##### Given data #####
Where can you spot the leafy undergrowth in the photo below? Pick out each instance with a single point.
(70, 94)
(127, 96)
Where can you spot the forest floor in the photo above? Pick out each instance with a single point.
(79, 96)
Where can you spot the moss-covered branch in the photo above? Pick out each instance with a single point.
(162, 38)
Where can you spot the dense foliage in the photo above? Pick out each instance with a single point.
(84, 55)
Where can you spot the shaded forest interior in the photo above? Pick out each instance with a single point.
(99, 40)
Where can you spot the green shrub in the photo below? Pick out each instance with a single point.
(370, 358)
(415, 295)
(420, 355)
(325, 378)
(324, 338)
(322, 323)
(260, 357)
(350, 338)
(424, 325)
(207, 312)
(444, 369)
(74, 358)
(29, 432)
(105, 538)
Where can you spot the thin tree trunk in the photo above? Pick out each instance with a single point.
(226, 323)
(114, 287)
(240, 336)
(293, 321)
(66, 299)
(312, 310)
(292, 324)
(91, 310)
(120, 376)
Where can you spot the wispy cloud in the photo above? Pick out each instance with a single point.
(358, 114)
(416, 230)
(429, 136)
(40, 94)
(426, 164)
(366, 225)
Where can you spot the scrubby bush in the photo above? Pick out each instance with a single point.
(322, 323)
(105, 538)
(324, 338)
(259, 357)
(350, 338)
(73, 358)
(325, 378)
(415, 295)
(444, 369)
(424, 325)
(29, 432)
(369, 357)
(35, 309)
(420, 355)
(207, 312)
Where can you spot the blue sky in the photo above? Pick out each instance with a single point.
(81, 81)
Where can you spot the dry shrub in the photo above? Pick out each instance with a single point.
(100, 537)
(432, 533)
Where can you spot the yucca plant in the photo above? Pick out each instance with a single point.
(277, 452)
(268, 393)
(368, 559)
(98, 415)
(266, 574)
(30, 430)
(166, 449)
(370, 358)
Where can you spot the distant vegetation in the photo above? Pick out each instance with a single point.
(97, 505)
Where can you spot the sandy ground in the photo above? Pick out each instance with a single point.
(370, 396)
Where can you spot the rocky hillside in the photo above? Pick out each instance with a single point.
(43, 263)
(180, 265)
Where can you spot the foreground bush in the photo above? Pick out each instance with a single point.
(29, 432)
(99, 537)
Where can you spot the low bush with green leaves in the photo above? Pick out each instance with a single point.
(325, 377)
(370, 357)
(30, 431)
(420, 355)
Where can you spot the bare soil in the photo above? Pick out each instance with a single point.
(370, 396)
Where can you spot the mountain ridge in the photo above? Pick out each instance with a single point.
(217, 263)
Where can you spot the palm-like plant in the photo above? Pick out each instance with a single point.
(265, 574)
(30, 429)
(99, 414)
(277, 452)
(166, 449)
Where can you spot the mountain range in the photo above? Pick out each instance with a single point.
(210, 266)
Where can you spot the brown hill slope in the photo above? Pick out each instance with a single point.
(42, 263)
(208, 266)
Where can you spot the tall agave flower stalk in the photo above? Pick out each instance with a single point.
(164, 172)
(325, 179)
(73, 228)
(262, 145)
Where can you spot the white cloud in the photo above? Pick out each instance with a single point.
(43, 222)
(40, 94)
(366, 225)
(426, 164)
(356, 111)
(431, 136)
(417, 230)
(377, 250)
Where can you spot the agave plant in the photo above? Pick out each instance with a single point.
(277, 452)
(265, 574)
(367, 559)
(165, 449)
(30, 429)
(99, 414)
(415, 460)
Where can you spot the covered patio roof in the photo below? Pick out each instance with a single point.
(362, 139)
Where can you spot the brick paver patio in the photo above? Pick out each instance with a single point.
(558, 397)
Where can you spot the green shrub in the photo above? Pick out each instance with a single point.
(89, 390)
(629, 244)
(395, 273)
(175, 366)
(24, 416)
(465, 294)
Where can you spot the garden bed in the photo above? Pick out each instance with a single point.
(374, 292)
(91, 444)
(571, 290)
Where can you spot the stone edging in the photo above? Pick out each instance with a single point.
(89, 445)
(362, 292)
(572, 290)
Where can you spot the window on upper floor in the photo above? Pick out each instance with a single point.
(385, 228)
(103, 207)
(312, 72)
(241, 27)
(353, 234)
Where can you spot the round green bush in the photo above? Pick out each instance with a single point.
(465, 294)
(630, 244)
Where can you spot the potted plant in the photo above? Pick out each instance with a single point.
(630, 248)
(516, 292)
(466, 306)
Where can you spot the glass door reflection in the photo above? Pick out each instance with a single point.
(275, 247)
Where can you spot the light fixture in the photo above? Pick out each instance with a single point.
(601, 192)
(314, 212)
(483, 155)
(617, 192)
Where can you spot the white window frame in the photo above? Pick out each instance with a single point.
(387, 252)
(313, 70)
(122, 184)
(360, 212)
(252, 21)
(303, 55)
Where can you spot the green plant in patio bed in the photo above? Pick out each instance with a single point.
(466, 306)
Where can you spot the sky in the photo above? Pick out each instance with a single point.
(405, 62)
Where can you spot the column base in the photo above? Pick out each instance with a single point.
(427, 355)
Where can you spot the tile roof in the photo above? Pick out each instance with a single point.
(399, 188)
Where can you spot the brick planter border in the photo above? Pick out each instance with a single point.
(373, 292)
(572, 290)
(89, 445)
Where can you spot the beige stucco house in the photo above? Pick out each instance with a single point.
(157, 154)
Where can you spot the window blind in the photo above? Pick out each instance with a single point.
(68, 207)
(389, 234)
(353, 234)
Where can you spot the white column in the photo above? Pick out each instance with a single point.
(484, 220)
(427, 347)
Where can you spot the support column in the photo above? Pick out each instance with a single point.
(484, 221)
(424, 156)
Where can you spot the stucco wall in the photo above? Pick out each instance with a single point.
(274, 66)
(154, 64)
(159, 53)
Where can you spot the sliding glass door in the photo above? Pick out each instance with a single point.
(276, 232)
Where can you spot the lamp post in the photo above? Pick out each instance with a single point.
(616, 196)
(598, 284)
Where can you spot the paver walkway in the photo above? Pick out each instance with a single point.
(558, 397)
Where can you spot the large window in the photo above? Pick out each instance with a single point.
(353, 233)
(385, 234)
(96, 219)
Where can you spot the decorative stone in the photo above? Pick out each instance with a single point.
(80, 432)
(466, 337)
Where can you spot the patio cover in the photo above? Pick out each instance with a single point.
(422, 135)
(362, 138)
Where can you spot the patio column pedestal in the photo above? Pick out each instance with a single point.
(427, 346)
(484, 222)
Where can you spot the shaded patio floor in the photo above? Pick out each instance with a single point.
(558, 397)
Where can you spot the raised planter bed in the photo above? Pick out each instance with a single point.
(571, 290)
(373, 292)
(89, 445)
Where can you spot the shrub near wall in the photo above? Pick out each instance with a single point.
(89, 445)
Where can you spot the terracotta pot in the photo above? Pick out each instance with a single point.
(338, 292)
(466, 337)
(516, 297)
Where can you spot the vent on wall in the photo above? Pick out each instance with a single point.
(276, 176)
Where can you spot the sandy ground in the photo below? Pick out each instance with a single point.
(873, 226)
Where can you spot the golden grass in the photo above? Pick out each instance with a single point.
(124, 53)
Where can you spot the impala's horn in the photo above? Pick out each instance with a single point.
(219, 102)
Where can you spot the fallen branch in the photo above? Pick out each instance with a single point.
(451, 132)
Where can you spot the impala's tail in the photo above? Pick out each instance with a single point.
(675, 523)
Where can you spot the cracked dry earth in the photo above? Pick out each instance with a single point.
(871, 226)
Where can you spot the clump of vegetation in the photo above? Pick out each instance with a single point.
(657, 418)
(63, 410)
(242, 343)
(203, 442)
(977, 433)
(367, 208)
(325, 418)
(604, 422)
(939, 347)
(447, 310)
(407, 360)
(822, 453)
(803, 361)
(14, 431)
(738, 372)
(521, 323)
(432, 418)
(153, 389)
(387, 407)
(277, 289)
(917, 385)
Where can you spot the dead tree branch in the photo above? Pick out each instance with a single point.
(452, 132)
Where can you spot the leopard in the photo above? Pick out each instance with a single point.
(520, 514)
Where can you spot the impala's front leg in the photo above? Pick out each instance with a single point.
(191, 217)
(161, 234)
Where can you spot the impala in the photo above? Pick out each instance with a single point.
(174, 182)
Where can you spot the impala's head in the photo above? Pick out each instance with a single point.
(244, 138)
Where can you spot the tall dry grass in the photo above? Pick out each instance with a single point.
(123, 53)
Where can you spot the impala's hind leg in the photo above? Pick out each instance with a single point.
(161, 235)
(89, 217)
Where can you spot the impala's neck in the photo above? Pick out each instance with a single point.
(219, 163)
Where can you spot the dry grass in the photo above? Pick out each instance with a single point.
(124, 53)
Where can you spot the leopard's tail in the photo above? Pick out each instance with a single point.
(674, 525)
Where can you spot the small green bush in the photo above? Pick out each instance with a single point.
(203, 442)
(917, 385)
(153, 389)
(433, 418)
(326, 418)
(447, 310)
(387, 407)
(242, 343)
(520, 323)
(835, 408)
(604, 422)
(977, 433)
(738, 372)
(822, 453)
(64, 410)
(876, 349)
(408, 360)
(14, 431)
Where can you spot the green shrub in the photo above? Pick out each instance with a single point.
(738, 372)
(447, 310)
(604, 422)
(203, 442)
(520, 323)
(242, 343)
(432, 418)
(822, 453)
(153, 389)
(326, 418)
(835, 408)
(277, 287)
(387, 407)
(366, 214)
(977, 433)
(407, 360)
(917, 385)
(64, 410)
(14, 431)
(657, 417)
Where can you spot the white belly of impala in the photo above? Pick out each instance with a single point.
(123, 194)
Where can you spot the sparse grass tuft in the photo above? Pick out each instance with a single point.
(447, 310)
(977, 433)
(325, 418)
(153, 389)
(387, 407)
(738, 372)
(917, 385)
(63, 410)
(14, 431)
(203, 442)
#####
# Goal of the exercise
Exactly and only the lines from the line containing "Where can you spot the sparse" through the final line of the records above must be returned.

# Your solution
Where can you spot the sparse grass tuft in the photo above? Pick out each instance with a single point.
(447, 310)
(977, 433)
(325, 418)
(153, 389)
(387, 407)
(738, 372)
(917, 385)
(63, 410)
(14, 431)
(203, 442)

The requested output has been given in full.